* _Given problem_:
List every line of the data below that contains the word "wall", copying each one in full.

* _Rows from a dataset_:

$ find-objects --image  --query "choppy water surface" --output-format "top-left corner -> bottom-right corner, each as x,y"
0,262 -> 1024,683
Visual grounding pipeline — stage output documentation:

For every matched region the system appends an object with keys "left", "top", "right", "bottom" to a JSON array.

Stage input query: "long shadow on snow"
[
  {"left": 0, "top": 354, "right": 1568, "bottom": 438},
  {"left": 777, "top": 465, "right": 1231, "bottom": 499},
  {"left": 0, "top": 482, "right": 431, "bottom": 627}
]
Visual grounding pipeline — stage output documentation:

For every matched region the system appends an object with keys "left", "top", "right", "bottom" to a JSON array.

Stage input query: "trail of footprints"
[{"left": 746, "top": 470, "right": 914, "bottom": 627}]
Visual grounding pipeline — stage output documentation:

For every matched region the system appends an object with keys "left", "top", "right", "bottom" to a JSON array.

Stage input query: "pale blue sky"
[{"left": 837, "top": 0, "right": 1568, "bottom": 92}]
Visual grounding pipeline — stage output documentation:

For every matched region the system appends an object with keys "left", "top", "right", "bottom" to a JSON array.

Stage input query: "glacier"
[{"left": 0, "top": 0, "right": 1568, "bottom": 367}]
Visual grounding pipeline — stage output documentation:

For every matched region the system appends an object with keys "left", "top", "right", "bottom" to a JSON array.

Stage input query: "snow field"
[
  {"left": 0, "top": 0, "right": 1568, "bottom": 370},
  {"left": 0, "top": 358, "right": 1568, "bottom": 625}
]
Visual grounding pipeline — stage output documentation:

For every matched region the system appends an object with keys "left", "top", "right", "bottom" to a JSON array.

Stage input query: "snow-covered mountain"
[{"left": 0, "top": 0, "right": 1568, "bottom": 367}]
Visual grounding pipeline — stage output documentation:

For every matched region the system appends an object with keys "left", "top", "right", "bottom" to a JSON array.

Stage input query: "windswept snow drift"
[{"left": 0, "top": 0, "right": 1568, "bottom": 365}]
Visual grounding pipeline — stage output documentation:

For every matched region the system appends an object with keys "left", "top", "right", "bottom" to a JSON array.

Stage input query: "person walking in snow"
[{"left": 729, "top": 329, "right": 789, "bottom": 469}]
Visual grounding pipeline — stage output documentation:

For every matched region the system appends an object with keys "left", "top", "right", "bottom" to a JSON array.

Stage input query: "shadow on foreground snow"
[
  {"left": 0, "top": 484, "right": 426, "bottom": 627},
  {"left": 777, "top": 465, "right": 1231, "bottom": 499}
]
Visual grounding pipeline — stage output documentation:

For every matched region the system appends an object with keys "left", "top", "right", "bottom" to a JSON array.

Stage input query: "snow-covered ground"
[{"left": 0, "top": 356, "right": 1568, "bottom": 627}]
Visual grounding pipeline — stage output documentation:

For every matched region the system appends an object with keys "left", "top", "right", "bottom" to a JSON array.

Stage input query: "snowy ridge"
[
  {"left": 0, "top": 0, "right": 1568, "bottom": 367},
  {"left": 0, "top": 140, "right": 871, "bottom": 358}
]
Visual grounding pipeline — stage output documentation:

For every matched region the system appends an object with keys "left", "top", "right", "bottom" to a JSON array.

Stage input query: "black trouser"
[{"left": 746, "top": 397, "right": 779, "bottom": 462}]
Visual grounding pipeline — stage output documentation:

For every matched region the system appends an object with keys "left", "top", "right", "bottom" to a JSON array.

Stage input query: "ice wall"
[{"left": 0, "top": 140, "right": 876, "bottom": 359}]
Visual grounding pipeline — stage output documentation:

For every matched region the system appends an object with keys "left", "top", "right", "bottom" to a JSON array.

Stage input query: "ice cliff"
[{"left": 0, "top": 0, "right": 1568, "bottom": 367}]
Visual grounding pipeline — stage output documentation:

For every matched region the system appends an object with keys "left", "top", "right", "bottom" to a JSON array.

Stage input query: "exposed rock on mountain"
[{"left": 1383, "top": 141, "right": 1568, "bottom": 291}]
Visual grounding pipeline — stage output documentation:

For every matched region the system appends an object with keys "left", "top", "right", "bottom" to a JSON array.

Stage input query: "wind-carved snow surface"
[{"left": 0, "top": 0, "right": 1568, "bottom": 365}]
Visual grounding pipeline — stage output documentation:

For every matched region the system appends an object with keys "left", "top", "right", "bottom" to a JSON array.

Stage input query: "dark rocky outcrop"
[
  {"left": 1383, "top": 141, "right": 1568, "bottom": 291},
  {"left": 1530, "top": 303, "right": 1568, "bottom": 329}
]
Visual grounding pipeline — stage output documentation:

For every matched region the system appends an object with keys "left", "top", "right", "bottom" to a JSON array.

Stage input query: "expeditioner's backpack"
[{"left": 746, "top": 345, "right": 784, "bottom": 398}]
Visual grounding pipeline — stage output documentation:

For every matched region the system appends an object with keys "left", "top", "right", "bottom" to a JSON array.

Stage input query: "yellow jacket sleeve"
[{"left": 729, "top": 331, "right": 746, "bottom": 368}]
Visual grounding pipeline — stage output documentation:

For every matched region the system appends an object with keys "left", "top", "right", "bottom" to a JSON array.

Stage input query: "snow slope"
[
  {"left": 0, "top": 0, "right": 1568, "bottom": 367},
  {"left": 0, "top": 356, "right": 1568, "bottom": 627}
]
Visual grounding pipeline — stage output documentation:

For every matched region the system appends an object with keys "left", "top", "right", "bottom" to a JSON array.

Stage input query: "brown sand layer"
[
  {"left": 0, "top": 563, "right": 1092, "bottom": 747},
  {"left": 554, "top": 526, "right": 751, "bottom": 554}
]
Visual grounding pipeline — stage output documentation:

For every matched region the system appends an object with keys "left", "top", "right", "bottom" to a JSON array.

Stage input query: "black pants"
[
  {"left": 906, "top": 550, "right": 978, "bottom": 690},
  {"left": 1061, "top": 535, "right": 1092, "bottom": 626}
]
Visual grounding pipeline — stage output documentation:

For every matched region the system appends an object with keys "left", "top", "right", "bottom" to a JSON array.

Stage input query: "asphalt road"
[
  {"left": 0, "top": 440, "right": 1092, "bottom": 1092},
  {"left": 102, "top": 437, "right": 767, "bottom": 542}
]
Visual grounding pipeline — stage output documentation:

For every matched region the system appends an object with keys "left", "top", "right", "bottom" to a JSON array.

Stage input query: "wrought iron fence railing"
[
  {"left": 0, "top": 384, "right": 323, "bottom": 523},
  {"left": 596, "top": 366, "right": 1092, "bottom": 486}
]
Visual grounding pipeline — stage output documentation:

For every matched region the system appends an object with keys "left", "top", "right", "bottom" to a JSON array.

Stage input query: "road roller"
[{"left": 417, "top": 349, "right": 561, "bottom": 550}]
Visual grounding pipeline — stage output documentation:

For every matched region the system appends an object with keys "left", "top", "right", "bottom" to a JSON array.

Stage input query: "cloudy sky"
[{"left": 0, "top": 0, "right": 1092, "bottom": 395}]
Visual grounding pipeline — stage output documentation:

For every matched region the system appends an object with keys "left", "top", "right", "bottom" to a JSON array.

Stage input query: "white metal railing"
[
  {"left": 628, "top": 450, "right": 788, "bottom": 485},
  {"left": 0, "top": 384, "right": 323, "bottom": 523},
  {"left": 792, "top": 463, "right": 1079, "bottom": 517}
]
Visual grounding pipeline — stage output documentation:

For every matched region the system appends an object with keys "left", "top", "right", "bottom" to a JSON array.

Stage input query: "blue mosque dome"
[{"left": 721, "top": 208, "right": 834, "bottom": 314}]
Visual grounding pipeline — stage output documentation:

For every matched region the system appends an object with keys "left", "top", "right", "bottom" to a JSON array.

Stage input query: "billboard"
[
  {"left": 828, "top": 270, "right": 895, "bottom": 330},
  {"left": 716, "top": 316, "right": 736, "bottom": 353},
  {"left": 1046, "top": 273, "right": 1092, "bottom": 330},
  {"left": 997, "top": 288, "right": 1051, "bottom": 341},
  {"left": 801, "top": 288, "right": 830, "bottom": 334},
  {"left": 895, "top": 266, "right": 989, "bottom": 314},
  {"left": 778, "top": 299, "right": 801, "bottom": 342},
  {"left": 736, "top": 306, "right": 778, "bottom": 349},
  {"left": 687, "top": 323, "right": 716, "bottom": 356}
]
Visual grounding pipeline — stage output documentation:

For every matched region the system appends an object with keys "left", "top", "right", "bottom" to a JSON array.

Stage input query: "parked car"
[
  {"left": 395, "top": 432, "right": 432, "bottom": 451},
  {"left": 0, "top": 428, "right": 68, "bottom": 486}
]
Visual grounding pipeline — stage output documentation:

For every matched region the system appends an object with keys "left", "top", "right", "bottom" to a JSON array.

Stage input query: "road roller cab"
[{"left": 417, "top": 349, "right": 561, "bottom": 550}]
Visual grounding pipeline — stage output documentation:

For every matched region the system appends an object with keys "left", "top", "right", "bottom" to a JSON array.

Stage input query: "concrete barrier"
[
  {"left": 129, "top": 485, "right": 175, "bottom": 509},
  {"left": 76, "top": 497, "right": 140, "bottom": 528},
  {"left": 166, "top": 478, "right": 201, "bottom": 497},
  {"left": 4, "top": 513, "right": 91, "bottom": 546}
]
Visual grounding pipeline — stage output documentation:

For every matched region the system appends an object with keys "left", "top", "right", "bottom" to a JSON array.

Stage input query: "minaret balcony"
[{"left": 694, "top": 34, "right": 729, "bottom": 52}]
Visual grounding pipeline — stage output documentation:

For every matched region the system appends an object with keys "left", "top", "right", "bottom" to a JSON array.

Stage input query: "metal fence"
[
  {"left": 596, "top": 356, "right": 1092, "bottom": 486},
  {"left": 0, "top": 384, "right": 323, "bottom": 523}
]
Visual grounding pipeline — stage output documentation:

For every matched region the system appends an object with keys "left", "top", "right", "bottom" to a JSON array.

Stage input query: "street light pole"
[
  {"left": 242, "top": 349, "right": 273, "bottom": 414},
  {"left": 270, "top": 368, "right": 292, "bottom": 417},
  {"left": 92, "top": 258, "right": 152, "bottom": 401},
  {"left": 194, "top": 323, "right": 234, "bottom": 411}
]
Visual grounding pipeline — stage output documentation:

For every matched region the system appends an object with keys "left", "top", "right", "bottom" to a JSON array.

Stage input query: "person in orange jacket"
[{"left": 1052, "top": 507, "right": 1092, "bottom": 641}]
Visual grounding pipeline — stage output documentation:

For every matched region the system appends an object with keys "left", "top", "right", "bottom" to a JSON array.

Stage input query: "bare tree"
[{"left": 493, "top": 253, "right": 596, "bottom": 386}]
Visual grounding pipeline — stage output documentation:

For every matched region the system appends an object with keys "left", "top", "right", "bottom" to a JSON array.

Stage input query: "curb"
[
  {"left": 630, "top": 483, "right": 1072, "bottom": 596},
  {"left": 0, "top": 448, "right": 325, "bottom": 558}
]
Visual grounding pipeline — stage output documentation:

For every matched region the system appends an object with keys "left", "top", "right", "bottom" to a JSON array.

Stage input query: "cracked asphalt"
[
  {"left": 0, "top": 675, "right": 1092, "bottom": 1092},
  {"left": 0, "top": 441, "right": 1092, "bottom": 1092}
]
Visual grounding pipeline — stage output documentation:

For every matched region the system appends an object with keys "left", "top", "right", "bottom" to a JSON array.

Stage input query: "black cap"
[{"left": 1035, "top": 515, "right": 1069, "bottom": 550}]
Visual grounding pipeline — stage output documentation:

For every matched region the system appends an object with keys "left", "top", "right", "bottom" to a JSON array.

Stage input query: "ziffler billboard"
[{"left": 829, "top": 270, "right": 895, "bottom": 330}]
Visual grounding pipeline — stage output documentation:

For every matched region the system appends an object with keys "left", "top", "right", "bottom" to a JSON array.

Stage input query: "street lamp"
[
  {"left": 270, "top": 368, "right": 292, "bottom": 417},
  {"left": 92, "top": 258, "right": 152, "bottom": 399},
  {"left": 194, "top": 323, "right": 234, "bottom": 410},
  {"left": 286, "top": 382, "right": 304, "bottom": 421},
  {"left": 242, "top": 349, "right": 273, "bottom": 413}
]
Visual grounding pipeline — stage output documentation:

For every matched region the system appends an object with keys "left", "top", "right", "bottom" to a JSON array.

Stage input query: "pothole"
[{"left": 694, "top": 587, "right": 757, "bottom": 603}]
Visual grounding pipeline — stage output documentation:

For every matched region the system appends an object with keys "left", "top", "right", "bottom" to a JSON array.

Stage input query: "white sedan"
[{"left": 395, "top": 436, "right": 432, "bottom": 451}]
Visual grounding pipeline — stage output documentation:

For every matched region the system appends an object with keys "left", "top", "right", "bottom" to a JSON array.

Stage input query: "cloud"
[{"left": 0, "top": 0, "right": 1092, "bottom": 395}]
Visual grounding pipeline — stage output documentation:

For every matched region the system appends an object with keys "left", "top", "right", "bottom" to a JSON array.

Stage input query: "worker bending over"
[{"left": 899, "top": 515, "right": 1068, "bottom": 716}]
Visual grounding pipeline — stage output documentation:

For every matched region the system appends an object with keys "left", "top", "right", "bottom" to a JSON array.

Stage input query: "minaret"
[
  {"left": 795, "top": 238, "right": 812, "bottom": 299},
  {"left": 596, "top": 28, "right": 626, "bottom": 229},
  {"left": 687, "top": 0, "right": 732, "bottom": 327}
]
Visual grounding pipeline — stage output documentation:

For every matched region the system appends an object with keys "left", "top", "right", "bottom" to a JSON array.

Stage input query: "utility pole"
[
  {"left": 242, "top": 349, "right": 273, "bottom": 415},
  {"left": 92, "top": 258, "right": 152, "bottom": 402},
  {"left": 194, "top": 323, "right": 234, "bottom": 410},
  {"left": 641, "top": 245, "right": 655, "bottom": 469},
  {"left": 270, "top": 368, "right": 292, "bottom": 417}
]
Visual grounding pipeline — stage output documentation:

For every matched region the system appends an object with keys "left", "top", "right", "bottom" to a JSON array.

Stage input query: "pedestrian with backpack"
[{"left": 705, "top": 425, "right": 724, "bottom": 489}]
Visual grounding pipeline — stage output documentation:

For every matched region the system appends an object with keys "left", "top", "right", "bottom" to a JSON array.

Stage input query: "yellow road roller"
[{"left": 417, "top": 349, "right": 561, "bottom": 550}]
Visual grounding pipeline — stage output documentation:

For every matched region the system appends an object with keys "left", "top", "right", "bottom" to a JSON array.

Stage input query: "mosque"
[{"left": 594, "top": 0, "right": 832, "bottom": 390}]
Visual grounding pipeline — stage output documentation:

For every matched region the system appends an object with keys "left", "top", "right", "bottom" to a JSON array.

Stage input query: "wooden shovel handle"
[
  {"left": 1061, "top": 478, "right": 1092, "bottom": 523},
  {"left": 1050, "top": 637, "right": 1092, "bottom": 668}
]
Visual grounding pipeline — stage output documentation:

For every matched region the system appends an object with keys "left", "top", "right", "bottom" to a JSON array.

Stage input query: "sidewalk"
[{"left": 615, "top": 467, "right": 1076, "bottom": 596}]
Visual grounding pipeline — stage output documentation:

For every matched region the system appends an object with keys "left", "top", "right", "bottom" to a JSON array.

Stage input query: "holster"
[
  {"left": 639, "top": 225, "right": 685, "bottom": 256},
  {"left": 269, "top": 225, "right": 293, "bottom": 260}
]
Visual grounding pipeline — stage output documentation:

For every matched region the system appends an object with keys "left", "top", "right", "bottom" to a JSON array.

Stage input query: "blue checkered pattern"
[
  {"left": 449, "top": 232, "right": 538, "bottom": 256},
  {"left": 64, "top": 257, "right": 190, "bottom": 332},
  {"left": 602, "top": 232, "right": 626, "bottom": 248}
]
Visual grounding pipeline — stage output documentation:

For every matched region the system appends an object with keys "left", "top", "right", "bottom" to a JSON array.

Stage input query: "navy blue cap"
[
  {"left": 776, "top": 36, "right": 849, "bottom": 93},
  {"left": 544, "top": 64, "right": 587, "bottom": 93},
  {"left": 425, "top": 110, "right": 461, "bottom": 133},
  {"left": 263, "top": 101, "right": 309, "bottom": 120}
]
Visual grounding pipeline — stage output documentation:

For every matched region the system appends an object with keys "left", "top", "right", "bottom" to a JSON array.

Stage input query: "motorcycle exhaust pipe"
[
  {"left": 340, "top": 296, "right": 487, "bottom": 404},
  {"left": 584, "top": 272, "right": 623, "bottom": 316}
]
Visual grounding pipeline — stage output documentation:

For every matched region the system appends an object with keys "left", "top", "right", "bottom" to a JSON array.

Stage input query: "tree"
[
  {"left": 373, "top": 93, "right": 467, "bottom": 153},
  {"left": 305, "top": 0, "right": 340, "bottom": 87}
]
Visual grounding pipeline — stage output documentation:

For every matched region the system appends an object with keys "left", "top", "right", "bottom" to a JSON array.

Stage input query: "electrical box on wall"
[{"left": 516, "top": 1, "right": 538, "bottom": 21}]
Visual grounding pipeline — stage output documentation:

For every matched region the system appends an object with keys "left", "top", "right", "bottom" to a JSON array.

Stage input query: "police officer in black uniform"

* _Output of the task_:
Stage input query: "ice wall"
Stage input query: "electrical box on wall"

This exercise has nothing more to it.